■ Исходный текст ■
- - - - - - -
Мы вместе готовились к экзаменам, гуляли по вечерам на бульваре Капуцинов, прозванном так в шутку студентами сквере возле общежития Литинститута на ул. Дмитриевой. Вместе «отмечали» удачную сдачу экзамена, вместе отдыхали в Серебряном Бору…
Кроме книжек, Женя брал с собой свою рукопись. Писал он тогда роман «Тысячелетний дождь». Почитает, почитает учебник — попишет,
Меня поражало его умение писать в такой обстановке. Мы тут резвимся на песке, он вроде с нами вместе зубоскалит, купается, а чуть затишье — пишет. Мы загораем на солнышке или млеем в тени, а он — строчечка к строчечке, абзац за абзацем. Мы подтруниваем над ним, а он похехекивает и пишет себе. И вдруг, как снег на голову, — приезжает с корректурой повести «Грибы на асфальте». Эта совершенно замечательная, искрометная сатирическая повесть с лирическим уклоном готовилась к выходу в журнале «Подъем» в май — июньском номере 1964 года.
Он всех нас сразил своими «Грибами…». Солидный, уравновешенный, спокойный, серьезный — и вдруг такой фейерверк юмора. Мы на него смотрели, как на восьмое чудо света.
Третьим в нашей комнате был Сеня Кудинов. Этот — прямая противоположность Жени: шумный, беспардонный, самовлюбленный, грубоват и навязчив. Хотя тонкий поэт-лирик.
В своих произведениях, как и в обыденной жизни, Женя был неистощим на выдумки.
- - - - - - -
■ Строки данных ■

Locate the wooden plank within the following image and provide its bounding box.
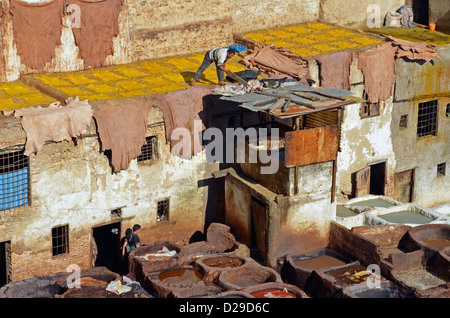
[285,126,339,168]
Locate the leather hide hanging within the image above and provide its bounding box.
[67,0,123,68]
[10,0,64,70]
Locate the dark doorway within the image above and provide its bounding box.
[412,0,429,25]
[93,222,121,273]
[0,242,11,287]
[250,197,267,262]
[394,169,414,203]
[370,162,386,195]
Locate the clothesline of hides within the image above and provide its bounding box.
[3,86,215,172]
[94,86,215,172]
[10,0,123,70]
[357,36,443,103]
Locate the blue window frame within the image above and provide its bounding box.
[0,151,29,211]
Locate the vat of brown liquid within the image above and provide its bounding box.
[196,253,255,284]
[128,241,181,285]
[242,282,308,298]
[403,224,450,259]
[342,281,407,298]
[145,265,219,298]
[217,262,282,291]
[281,249,352,289]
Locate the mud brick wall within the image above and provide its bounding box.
[11,230,91,281]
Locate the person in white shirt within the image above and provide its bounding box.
[191,48,236,86]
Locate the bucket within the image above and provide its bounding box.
[384,11,402,28]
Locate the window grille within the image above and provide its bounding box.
[52,225,69,256]
[398,115,408,128]
[417,99,438,137]
[157,200,169,222]
[0,151,29,211]
[360,92,380,118]
[437,162,446,176]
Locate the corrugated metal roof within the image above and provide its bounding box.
[220,82,361,118]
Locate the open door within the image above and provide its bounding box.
[0,242,11,287]
[353,166,370,197]
[92,222,121,273]
[394,169,414,203]
[250,197,267,257]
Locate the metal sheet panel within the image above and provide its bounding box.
[285,126,339,168]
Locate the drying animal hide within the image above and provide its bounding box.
[151,86,214,159]
[68,0,123,68]
[385,36,442,62]
[10,0,64,70]
[315,50,353,91]
[242,44,308,84]
[358,43,396,103]
[94,100,151,172]
[3,97,93,156]
[358,36,442,103]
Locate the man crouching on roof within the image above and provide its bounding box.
[191,48,236,86]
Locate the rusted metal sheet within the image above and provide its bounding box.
[394,169,414,203]
[355,167,370,197]
[285,126,339,168]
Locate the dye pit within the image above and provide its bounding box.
[378,211,433,224]
[158,268,203,285]
[0,222,450,298]
[349,199,394,208]
[203,257,244,268]
[251,288,297,298]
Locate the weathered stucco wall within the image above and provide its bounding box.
[391,46,450,207]
[337,46,450,207]
[320,0,405,27]
[0,0,403,81]
[337,57,396,197]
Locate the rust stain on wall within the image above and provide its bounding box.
[285,126,338,167]
[10,0,64,70]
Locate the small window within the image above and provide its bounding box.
[52,225,69,256]
[437,162,446,176]
[157,199,169,222]
[137,136,157,162]
[111,209,122,218]
[0,151,29,211]
[398,114,408,128]
[360,92,380,118]
[417,99,438,137]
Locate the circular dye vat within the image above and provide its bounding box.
[251,288,297,298]
[350,198,394,208]
[218,265,281,290]
[326,265,370,286]
[422,237,450,247]
[203,257,245,268]
[158,268,203,285]
[294,254,346,270]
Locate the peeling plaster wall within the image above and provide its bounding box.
[0,109,217,281]
[337,46,450,207]
[391,45,450,207]
[320,0,405,27]
[225,162,335,267]
[0,0,131,82]
[0,0,392,81]
[336,58,396,199]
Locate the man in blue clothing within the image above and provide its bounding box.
[191,48,236,86]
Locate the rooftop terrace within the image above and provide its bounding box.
[0,22,450,110]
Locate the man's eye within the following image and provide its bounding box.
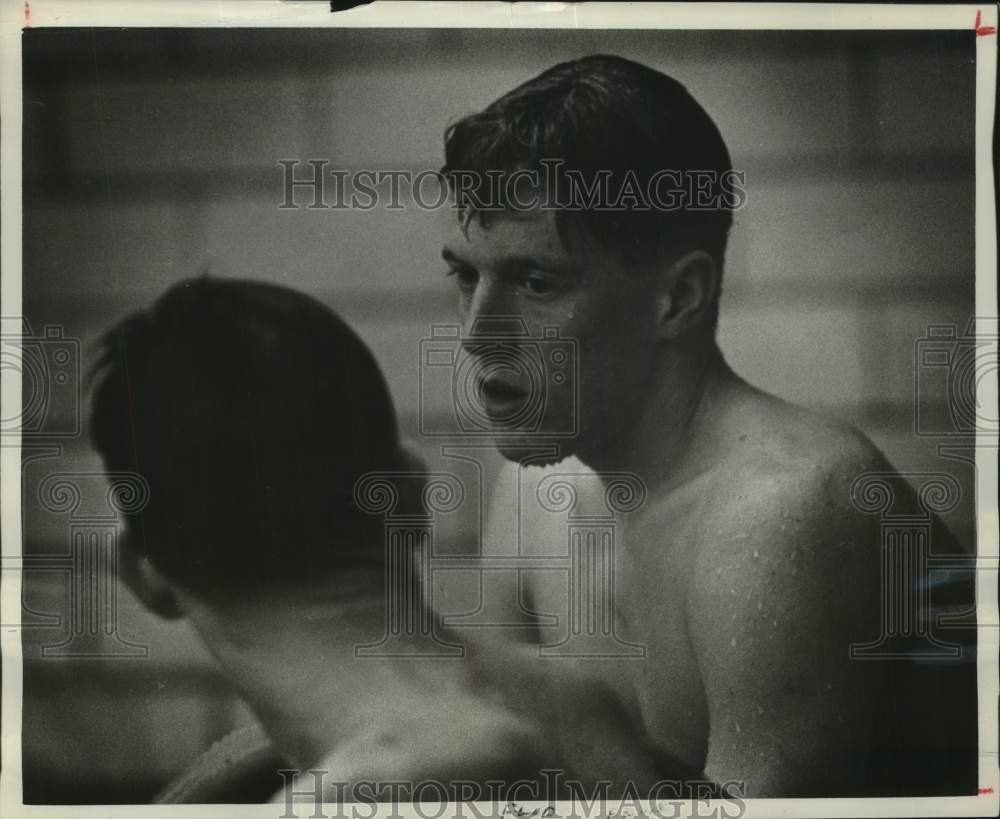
- - - - - - -
■ Задания ■
A) Перепишите без изменений отрывок из воспоминаний о Жене, начиная со слов «Он всех нас» и заканчивая словами «Хотя тонкий поэт-лирик.».
B) Напишите продолжение воспоминаний о Жене, начав сразу после их последнего предложения.
Строки для этой работы не понадобятся.

■ Ответы ■
A)
Он всех нас сразил своими «Грибами…». Солидный, уравновешенный, спокойный, серьезный — и вдруг такой фейерверк юмора. Мы на него смотрели, как на восьмое чудо света.
Третьим в нашей комнате был Сеня Кудинов. Этот — прямая противоположность Жени: шумный, беспардонный, самовлюбленный, грубоват и навязчив. Хотя тонкий поэт-лирик.

B)
Вот его первая книга «Грибы на асфальте». В ней он как бы с сочувствием и даже вроде с любованием изображает целую плеяду пронырливых мальчиков — интеллектуалов, которые решили любыми правдами и неправдами остаться после института в городе. Они даже создали смешное общество грибов — городовиков (сокращенно — ОГГ) во главе с пройдохой и выдумщиком Вацлавом Кобзиковым. На какие только ухищрения они не пускались, чтоб зацепиться за город, не возвращаться в село, И им что — то
вроде удается. Словно грибы — поганки, пробиваются они сквозь городской асфальт. Отсюда «Грибы на асфальте». В самом названии — четкая позиция автора. Хотя по тексту изобилуют места симпатии и даже любования автора смешными похождениями неунывающих героев. Лихими выдумщиками, целеустремленными, нахрапистыми ребятами.
С первой же книги критик Юрий Томашевский отметил самостоятельность сатирического мышления автора. «От классиков «избавиться» трудно, — пишет он во вступительной статье к книге, — и избежать соблазна не следовать им удается далеко не всегда даже маститым. А если автор — начинающий сатирик? Ведь как бы ни стремился он создать вполне оригинальную вещь, ему очень и очень сложно — то ли в сюжетных ситуациях, то ли в манере обрисовки характеров, то ли (что бывает особенно часто) в языке, интонации — вырваться из «цепких когтей» уже знакомых в сатире образов и выйти на свою, самостоятельную дорогу.
Такая вот самостоятельная дорога открывается, на наш взгляд, перед большим фантазером и насмешником, молодым воронежским писателем Евгением Дубровиным».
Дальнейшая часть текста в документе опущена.